:: Excerpted data ::
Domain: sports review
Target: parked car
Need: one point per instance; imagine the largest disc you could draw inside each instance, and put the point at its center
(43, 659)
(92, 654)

* * *

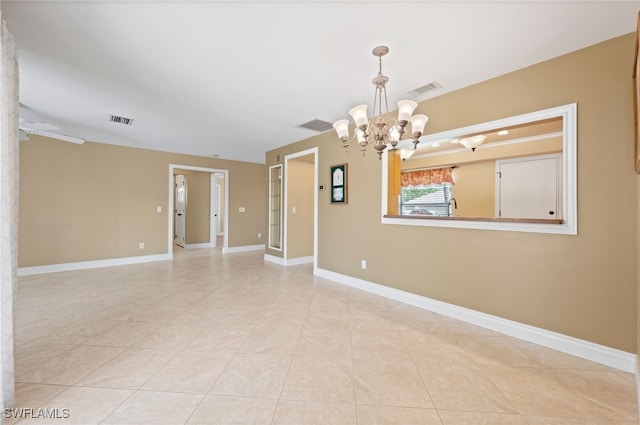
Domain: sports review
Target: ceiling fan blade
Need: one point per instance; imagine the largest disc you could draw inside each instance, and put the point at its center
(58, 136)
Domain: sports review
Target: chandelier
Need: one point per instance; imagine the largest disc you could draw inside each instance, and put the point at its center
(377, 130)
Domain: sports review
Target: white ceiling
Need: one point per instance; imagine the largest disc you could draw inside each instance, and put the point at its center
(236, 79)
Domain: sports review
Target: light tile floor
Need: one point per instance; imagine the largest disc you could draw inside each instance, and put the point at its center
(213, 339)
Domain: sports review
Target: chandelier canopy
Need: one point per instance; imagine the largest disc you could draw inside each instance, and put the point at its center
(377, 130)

:: What you should do ::
From the data above, pull out each line that contains the string "ceiling". The match is case-sensitive.

:: Task response ::
Target: ceiling fan blade
Target: white ceiling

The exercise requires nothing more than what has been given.